#### 题目
把页面摘录里的这句话译成英文:"由于该实现缺失Nutch好多特性,而且不易升级,考虑作罢."

#### 页面摘录
· · · · · · ·

Nutch 研究<三> 将Nutch爬取结果放入Hypertable

想把Nutch抓取的web page结果放入到Hypertable中去,目前思路主要有三个:

1. 修改Nutch源代码,让Nutch基于Hypertable工作,可以参考Hbase的实现. 由于该实现缺失Nutch好多特性,而且不易升级,考虑作罢.

2. 将Nutch抓取结果以命令导出为text的dump文件,然后用MapReduce解析该文件,哪相关信息到Hypertable.

3. 其实和第一一样,只不过是直接使用人家已经改好的基于Hbase的实现,然后导出一份tsv文件导入到Hypertable. 不仅融合了第一的缺点还增加了麻烦. 不考虑.

好,以下代码基于第二种思想实现.


package nutchdump;

import java.io.IOException;
import java.sql.Timestamp;
import java.util.Iterator;

import org.apache.hadoop.conf.Configured;
import org.apache.hadoop.fs.Path;
import org.apache.hadoop.io.LongWritable;
import org.apache.hadoop.io.NullWritable;
import org.apache.hadoop.io.Text;
import org.apache.hadoop.mapred.FileInputFormat;
import org.apache.hadoop.mapred.FileOutputFormat;
import org.apache.hadoop.mapred.JobClient;
import org.apache.hadoop.mapred.JobConf;
import org.apache.hadoop.mapred.MapReduceBase;
import org.apache.hadoop.mapred.Mapper;
import org.apache.hadoop.mapred.OutputCollector;
import org.apache.hadoop.mapred.Reducer;
import org.apache.hadoop.mapred.Reporter;
import org.apache.hadoop.util.Tool;
import org.apache.thrift.TException;
import org.apache.thrift.transport.TTransportException;
import org.hypertable.thrift.ThriftClient;
import org.hypertable.thriftgen.Cell;
import org.hypertable.thriftgen.ClientException;
import org.apache.hadoop.util.ToolRunner;
import org.apache.hadoop.util.Tool;


/**
* NutchDumpReader
*
*Reads the dump entries from nutch dump command output, get each line result to
*write into hypertable database as special format
*由于只保存抓取的网页内容,所以只关心Nutch导出的文件中,Content::这一块的相关信息
*
* @author(lovejuan1314)

· · · · · · ·

#### 原始数据
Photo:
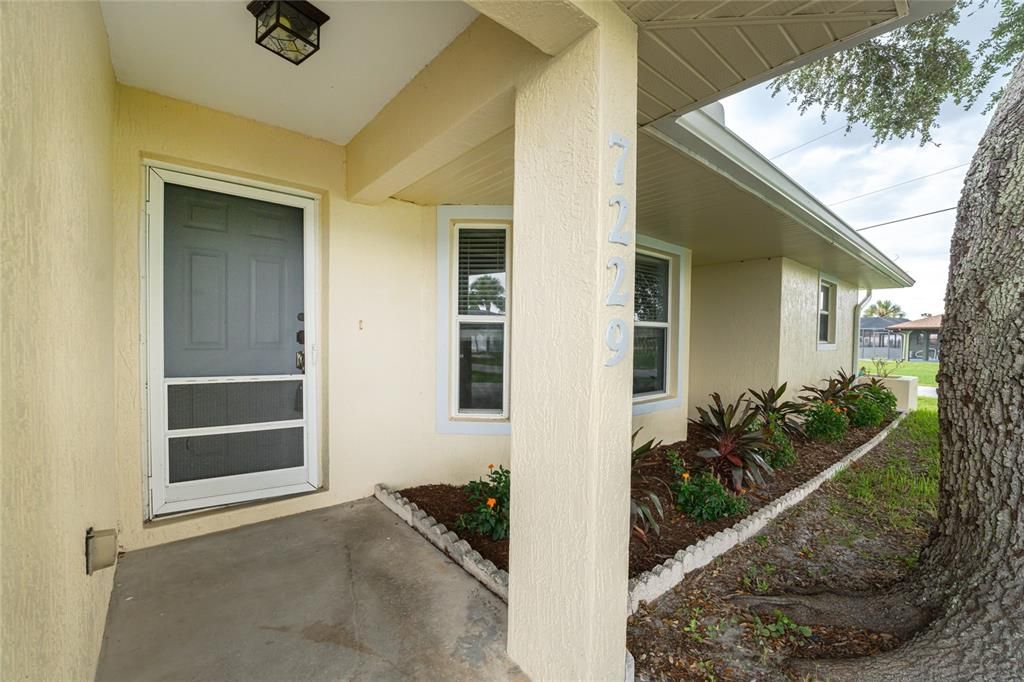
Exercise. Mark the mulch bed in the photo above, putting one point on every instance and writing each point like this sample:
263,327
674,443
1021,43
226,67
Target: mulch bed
832,541
445,503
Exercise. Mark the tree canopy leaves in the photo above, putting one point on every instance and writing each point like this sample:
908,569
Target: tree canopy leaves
896,84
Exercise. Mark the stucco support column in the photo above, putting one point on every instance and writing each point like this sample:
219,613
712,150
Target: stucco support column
574,120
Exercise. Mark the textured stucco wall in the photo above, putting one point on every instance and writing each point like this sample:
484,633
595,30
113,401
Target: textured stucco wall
379,267
734,329
801,359
57,336
571,419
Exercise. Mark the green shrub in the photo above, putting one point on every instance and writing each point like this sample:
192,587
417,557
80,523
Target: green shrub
880,393
780,452
866,412
645,507
704,498
826,421
491,498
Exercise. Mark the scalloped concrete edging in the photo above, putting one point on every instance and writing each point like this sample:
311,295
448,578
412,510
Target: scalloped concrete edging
446,541
652,584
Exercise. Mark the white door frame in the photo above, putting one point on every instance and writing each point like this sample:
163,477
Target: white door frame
164,497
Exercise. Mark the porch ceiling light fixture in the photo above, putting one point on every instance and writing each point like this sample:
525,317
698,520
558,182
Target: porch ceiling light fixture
288,28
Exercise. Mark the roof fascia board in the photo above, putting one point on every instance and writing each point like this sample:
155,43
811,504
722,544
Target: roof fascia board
907,12
700,137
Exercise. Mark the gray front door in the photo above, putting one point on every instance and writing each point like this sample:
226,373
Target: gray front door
235,411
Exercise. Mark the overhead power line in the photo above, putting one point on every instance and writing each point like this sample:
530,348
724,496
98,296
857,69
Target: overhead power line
900,184
813,139
911,217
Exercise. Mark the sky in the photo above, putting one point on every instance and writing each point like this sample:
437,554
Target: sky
841,166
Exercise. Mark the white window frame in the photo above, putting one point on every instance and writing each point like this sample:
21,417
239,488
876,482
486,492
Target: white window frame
458,320
824,281
448,418
678,341
162,496
669,326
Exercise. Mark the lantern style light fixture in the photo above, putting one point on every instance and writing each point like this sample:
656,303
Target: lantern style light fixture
288,28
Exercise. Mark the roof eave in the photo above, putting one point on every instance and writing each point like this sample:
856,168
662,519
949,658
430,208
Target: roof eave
706,140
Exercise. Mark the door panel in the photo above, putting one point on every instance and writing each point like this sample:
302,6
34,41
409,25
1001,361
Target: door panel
232,285
197,458
229,420
200,406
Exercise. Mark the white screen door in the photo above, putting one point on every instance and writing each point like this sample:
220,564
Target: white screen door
230,342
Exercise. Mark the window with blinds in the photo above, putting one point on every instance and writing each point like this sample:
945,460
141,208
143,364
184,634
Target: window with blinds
481,305
826,316
650,328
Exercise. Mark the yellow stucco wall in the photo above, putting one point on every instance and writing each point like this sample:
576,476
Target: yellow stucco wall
57,336
379,267
755,325
802,360
734,329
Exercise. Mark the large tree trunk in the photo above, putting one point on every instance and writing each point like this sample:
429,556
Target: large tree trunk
973,566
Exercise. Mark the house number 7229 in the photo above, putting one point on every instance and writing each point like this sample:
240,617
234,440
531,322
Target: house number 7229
616,334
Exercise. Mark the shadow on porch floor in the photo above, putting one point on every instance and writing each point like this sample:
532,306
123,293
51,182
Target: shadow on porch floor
348,592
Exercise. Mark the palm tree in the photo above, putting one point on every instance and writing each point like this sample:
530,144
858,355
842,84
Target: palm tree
884,309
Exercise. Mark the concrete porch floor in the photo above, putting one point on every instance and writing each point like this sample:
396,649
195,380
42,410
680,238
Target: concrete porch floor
343,593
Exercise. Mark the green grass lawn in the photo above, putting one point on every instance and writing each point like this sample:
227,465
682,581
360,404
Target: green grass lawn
924,371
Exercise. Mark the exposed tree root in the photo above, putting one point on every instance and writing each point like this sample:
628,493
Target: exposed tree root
891,611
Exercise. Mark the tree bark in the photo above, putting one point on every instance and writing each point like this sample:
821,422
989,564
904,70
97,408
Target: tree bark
973,566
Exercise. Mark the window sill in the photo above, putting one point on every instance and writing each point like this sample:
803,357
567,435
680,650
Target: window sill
475,425
648,403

· · · · · · ·

#### 参考答案
Because this implementation lacks many of Nutch's features and is not easy to upgrade, the idea was dropped.